**Extracted entries**
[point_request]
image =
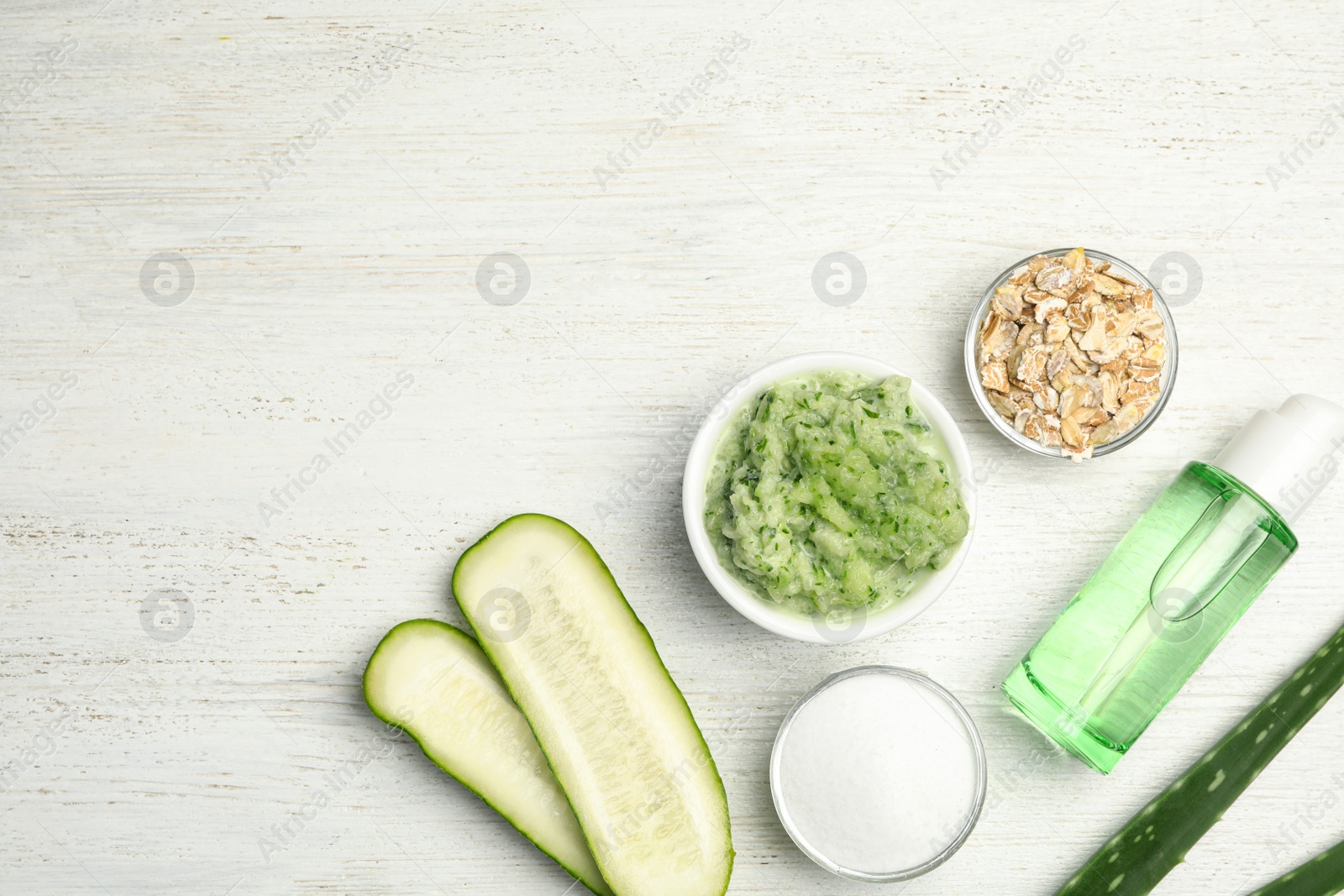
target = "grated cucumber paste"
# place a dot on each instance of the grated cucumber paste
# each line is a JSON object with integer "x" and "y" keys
{"x": 827, "y": 492}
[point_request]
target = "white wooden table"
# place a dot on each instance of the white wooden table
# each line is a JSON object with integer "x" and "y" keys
{"x": 329, "y": 258}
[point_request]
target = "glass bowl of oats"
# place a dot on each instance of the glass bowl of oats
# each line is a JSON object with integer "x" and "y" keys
{"x": 1072, "y": 354}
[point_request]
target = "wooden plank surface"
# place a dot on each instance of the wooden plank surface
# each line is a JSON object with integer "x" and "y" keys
{"x": 336, "y": 172}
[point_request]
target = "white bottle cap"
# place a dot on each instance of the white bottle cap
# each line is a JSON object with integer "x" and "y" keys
{"x": 1288, "y": 456}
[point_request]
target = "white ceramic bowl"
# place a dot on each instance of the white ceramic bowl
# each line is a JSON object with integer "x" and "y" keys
{"x": 820, "y": 629}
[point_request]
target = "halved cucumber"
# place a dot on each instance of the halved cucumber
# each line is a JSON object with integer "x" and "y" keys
{"x": 615, "y": 727}
{"x": 433, "y": 681}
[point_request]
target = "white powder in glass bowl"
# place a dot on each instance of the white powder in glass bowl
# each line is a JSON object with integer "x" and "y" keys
{"x": 878, "y": 774}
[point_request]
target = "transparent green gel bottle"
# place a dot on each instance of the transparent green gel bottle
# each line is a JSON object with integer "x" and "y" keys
{"x": 1176, "y": 584}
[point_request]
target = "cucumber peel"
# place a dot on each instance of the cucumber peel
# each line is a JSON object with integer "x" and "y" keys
{"x": 434, "y": 683}
{"x": 1156, "y": 840}
{"x": 613, "y": 726}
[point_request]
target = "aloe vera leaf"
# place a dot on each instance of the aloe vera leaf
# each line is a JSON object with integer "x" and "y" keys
{"x": 1158, "y": 837}
{"x": 1319, "y": 876}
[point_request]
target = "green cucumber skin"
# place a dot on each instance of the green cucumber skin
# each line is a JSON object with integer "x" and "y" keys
{"x": 648, "y": 641}
{"x": 1319, "y": 876}
{"x": 1158, "y": 839}
{"x": 390, "y": 638}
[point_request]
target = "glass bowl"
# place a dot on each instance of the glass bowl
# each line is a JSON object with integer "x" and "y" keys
{"x": 929, "y": 833}
{"x": 1167, "y": 380}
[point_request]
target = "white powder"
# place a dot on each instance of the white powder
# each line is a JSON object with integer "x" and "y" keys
{"x": 877, "y": 774}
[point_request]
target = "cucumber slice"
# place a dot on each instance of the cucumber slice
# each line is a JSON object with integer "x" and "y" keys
{"x": 613, "y": 725}
{"x": 433, "y": 681}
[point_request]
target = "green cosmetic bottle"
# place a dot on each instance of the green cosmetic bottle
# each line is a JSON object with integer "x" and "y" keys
{"x": 1176, "y": 584}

**Exercise prompt**
How many lines of the data contain the string "green"? Reply with the number alone.

**Expected answer**
6